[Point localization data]
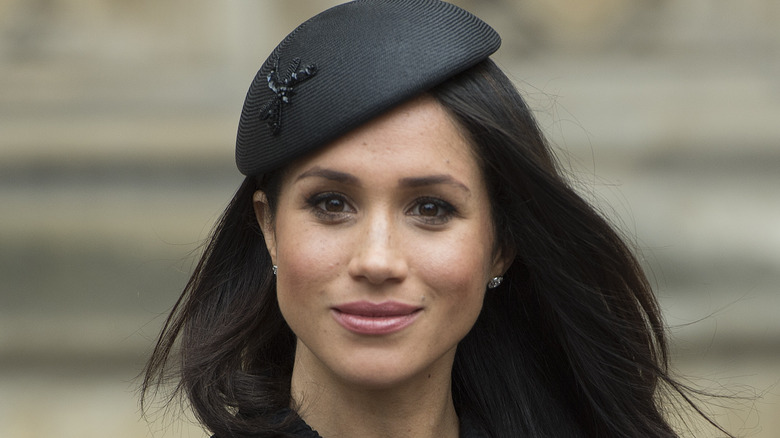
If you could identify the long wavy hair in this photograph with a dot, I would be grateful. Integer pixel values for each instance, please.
(570, 345)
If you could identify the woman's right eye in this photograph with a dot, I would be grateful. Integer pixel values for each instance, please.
(330, 206)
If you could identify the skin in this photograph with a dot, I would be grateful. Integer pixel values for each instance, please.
(396, 210)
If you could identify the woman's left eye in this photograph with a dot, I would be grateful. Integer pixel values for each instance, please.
(432, 211)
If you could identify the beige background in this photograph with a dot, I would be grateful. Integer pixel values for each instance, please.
(117, 119)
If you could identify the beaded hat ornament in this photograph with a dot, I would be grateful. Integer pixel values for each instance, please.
(347, 65)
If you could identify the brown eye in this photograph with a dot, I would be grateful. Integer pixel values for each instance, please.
(429, 209)
(334, 205)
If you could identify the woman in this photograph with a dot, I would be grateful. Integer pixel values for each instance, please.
(405, 259)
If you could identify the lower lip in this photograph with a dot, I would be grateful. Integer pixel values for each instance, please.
(374, 325)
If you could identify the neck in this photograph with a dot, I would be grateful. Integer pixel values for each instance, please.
(420, 406)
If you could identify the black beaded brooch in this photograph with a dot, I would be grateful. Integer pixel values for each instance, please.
(283, 90)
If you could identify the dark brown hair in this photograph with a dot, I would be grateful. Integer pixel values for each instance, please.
(570, 345)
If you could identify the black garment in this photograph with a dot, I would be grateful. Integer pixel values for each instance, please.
(300, 429)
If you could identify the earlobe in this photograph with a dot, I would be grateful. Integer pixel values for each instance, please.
(264, 219)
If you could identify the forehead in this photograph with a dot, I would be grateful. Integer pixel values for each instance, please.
(417, 137)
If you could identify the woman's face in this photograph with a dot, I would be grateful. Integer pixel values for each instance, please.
(384, 246)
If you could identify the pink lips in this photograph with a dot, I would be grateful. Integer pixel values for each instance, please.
(368, 318)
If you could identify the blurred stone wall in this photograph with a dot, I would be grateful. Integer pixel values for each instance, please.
(117, 119)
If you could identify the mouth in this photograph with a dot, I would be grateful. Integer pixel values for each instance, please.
(366, 318)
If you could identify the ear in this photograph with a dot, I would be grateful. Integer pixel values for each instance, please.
(265, 220)
(502, 261)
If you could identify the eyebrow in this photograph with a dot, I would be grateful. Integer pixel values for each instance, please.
(332, 175)
(408, 182)
(432, 180)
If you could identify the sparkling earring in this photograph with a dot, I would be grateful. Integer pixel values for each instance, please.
(494, 282)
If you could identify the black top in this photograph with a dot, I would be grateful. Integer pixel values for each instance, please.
(299, 429)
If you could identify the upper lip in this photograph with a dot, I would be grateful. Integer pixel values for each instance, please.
(367, 308)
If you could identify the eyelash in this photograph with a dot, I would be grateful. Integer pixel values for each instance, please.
(446, 210)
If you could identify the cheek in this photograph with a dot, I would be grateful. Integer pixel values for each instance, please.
(455, 268)
(307, 259)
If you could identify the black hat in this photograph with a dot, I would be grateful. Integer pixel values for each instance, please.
(346, 66)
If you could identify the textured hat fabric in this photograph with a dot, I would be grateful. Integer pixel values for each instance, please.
(348, 65)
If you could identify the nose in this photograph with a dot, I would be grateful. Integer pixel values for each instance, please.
(378, 256)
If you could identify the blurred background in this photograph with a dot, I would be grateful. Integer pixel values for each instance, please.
(117, 122)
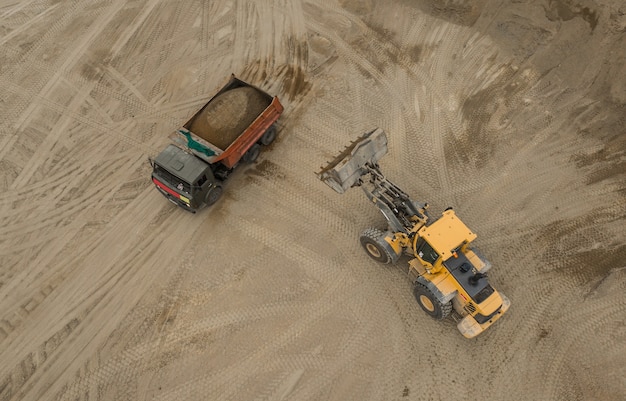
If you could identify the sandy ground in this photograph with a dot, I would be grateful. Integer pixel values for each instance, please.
(512, 112)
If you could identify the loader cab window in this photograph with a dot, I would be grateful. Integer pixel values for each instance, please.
(201, 180)
(425, 251)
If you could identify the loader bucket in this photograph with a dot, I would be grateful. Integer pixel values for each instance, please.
(346, 170)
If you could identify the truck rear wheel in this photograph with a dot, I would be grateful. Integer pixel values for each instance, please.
(213, 195)
(252, 154)
(373, 241)
(269, 135)
(429, 302)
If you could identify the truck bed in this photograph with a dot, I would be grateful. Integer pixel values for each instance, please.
(228, 113)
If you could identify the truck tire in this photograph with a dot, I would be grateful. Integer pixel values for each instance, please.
(269, 135)
(213, 195)
(373, 241)
(429, 302)
(252, 154)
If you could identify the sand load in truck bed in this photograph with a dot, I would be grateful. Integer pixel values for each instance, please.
(225, 117)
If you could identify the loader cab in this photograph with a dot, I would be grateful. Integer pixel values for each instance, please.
(427, 255)
(182, 178)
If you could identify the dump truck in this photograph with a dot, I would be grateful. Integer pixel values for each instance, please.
(230, 128)
(447, 272)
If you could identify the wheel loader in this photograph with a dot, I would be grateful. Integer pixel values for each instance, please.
(447, 272)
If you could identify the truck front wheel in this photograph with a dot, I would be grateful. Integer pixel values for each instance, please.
(252, 154)
(213, 195)
(430, 303)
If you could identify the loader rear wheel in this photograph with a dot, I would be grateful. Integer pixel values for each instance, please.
(269, 136)
(213, 195)
(252, 154)
(373, 241)
(429, 302)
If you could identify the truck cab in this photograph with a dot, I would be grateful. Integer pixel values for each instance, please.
(184, 179)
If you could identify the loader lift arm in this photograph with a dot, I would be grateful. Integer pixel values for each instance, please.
(360, 160)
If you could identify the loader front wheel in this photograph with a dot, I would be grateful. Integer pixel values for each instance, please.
(373, 241)
(429, 302)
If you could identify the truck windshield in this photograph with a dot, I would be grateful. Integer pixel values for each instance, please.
(172, 180)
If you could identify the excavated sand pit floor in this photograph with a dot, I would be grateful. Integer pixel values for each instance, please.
(511, 112)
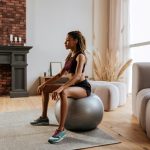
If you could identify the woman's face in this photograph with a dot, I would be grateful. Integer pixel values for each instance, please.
(70, 43)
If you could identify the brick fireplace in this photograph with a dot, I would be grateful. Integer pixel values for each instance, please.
(5, 79)
(13, 70)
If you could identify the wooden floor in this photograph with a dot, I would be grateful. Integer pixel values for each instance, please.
(119, 123)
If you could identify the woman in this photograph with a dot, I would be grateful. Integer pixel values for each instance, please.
(76, 87)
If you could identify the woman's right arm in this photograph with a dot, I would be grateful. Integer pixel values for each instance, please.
(55, 78)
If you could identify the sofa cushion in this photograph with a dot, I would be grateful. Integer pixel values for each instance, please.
(148, 119)
(142, 99)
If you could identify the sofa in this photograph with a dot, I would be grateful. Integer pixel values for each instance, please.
(141, 94)
(112, 94)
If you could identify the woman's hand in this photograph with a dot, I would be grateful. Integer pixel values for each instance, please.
(55, 94)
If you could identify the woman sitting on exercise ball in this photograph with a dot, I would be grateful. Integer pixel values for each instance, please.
(76, 87)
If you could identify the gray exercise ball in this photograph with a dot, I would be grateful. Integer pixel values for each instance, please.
(83, 114)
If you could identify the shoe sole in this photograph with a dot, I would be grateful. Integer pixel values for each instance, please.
(40, 124)
(53, 142)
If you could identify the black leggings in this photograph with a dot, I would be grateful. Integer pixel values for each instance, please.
(85, 85)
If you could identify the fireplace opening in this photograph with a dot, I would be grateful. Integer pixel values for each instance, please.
(5, 79)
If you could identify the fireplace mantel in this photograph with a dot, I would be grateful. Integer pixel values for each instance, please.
(16, 56)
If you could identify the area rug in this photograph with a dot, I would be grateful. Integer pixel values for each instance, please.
(16, 133)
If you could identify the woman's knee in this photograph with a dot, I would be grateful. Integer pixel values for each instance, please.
(64, 92)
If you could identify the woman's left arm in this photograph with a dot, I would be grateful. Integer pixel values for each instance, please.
(80, 64)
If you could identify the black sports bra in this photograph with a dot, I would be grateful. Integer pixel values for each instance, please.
(71, 63)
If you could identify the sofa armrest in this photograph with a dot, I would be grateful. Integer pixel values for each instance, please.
(140, 80)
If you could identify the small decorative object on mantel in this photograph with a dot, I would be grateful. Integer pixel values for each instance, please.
(107, 67)
(15, 40)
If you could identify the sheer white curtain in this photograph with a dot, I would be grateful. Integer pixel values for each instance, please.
(107, 62)
(119, 28)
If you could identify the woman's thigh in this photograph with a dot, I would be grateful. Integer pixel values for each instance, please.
(76, 92)
(51, 87)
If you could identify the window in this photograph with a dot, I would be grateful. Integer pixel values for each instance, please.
(139, 33)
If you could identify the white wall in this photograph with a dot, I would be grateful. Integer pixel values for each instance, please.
(100, 30)
(49, 21)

**Exercise objective:** Retype the lines from the one containing "If you could identify the sheer" to the last line above. Change nothing and include no others.

**Answer space:**
If you could identify the sheer white curtain in this photograph with a dot, I would be grateful. Integer pixel values for each instance, please.
(107, 62)
(119, 28)
If you could identify the woman's thigh in this photograph with a dot, I would be grateful. Integer pixel values for each instance, please.
(76, 92)
(51, 87)
If you could identify the window in this photograph with a dot, I would be grateful. Integer pixel values for each instance, please.
(139, 33)
If you could identify the white wall in this photograph with a dot, I would be grateful. Integer pixel values for each instance, please.
(100, 30)
(49, 21)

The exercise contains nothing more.